> [Work to complete]: In the mailing-list reply on CSS selector namespaces below, what character is named as the namespace separator?

> [Provided text]:
Re: [css3-selectors][css-selectors] Comments on Section 6.1.1

On Sat, 21 Jan 2006, Boris Zbarsky wrote:
> 
> 1)  Paragraph 2 says:
> 
>   The namespace component may be left empty to indicate that the selector is
>   only to represent elements with no declared namespace.
> 
> while paragraph 4 says:
> 
>   Element type selectors that have no namespace component (no namespace
>   separator), represent elements without regard to the element's namespace
>   (equivalent to "*|") unless a default namespace has been declared. If a
>   default namespace has been declared, the selector will represent only
>   elements in the default namespace.
> 
> I assume that paragraph 2 is talking about type selectors that _do_ have 
> a namespace separator but _do_not_ have a "namespace component" (the 
> term "namespace component" is not defined; I assume it means the same 
> thing as "namespace prefix" in paragraph 1).  This should probably be 
> made clear; as things stand it seems like paragraph 2 and paragraph 4 
> are saying different things about the same selectors.  Perhaps the 
> distinction between having an empty "namespace component" and having no 
> "namespace component" at all should be made clear somewhere in paragraph 
> 1, maybe as part of a definition of "namespace component"?

It now reads:

: Type selectors allow an optional namespace component: a namespace prefix 
: that has been previously declared may be prepended to the element name 
: separated by the namespace separator "vertical bar" (U+007C, |). (See, 
: e.g., [XMLNAMES] for the use of namespaces in XML.)
:
: The namespace component may be left empty (no prefix before the 
: namespace separator) to indicate that the selector is only to represent 
: elements with no declared namespace.


> 2)  I think it should be made clear that the default namespace talked about in
> paragraph 4 is in the stylesheet, not the document.  Paragraph 2 means
> "declared in the document" when it uses "declared", and the difference in
> meaning for the same term is rather confusing.  Similarly, paragraph 5 means
> "declared in the stylesheet" when it uses "declared"...

It now reads:

: Element type selectors that have no namespace component (no namespace 
: separator), represent elements without regard to the element's namespace 
: (equivalent to "*|") unless a default namespace has been declared for 
: namespaced selectors (e.g. in CSS, in the style sheet). If a default 
: namespace has been declared, such selectors will represent only elements 
: in the default namespace.
:
: A type selector containing a namespace prefix that has not been 
: previously declared for namespaced selectors is an invalid selector. The 
: mechanism for declaring a namespace prefix is left up to the language 
: implementing Selectors. In CSS, such a mechanism is defined in the 
: General Syntax module.

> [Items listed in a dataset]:
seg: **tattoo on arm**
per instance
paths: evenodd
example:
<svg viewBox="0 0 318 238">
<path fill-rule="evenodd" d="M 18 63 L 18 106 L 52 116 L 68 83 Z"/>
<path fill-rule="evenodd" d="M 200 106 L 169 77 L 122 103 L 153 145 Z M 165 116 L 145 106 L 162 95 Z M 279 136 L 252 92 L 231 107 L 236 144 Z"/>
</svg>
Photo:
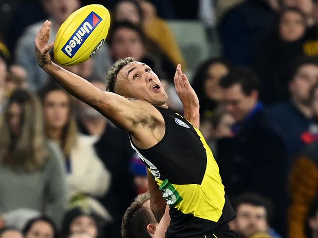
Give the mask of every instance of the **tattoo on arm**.
<svg viewBox="0 0 318 238">
<path fill-rule="evenodd" d="M 159 211 L 156 211 L 156 212 L 153 211 L 154 216 L 155 216 L 155 218 L 157 220 L 158 223 L 160 222 L 161 218 L 162 218 L 162 216 L 163 216 L 165 209 L 165 208 Z"/>
</svg>

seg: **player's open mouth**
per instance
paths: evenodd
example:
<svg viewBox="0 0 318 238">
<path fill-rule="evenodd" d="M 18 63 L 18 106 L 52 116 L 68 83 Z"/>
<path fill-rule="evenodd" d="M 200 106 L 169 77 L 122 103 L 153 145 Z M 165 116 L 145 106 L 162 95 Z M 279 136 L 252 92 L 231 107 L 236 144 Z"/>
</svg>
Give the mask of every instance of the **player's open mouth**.
<svg viewBox="0 0 318 238">
<path fill-rule="evenodd" d="M 152 86 L 152 90 L 154 92 L 157 92 L 160 89 L 160 86 L 158 84 L 155 84 Z"/>
</svg>

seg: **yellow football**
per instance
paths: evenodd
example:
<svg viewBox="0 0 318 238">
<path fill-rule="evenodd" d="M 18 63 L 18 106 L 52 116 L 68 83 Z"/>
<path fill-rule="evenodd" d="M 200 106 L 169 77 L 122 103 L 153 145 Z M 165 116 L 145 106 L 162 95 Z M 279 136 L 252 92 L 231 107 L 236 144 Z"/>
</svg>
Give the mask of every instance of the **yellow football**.
<svg viewBox="0 0 318 238">
<path fill-rule="evenodd" d="M 108 10 L 91 4 L 72 13 L 57 32 L 54 58 L 62 65 L 78 65 L 94 55 L 107 36 L 111 24 Z"/>
</svg>

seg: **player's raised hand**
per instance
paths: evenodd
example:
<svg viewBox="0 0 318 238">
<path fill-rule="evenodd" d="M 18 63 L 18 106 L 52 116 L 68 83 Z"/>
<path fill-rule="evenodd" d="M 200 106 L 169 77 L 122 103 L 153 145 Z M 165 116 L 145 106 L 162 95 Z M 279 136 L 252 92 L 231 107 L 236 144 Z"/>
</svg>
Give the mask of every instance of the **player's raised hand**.
<svg viewBox="0 0 318 238">
<path fill-rule="evenodd" d="M 186 75 L 182 72 L 180 64 L 177 66 L 173 80 L 177 94 L 183 105 L 183 117 L 195 127 L 199 128 L 199 99 Z"/>
<path fill-rule="evenodd" d="M 198 96 L 190 85 L 186 75 L 182 73 L 180 64 L 177 66 L 174 82 L 176 91 L 183 107 L 198 108 L 199 104 Z"/>
<path fill-rule="evenodd" d="M 51 62 L 51 57 L 48 51 L 54 45 L 54 42 L 47 44 L 50 38 L 51 24 L 51 22 L 45 21 L 38 32 L 34 41 L 37 60 L 39 65 L 42 67 L 50 64 Z"/>
</svg>

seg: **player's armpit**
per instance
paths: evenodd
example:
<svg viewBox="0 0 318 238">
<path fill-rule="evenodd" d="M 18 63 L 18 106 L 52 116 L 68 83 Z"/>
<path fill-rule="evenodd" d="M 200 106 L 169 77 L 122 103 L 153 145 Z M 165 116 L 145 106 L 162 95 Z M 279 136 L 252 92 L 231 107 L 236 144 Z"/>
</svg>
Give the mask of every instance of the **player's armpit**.
<svg viewBox="0 0 318 238">
<path fill-rule="evenodd" d="M 199 99 L 189 83 L 186 75 L 182 73 L 181 65 L 180 64 L 177 66 L 174 82 L 176 91 L 183 106 L 183 117 L 199 129 L 200 127 Z"/>
<path fill-rule="evenodd" d="M 103 91 L 54 63 L 45 65 L 44 69 L 73 96 L 93 107 L 125 130 L 131 132 L 137 129 L 139 124 L 146 124 L 151 119 L 142 108 L 145 103 L 140 103 L 140 100 L 132 101 L 115 93 Z"/>
</svg>

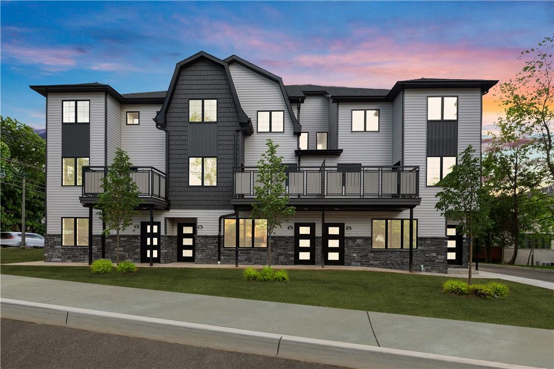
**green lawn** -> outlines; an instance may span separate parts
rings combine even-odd
[[[82,267],[3,266],[5,274],[554,329],[554,292],[507,281],[505,300],[443,293],[445,277],[356,271],[289,270],[288,283],[248,282],[242,269],[140,268],[136,273],[93,274]],[[486,280],[477,279],[475,283]],[[140,297],[137,303],[140,303]]]
[[[44,259],[44,248],[0,248],[0,264],[40,261]]]

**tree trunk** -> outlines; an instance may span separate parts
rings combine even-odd
[[[119,230],[115,238],[115,264],[119,265]]]

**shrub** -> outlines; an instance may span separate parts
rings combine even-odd
[[[488,284],[473,284],[470,287],[471,293],[475,296],[490,298],[494,294],[493,289]]]
[[[469,286],[463,280],[450,279],[443,284],[445,292],[455,293],[458,295],[466,295],[469,293]]]
[[[488,285],[490,289],[493,296],[499,299],[503,299],[508,295],[508,286],[497,282],[490,282]]]
[[[275,275],[275,269],[271,267],[264,267],[261,269],[261,273],[260,273],[259,279],[263,282],[274,280]]]
[[[138,270],[135,263],[130,261],[122,261],[115,268],[117,273],[134,273]]]
[[[93,262],[90,270],[93,273],[111,273],[114,266],[109,259],[98,259]]]
[[[289,274],[286,271],[281,269],[280,271],[275,272],[273,280],[278,282],[289,282]]]
[[[258,280],[260,279],[260,272],[252,267],[248,267],[243,272],[247,280]]]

> [Solution to this problem]: The vertical bar (U+007C, |).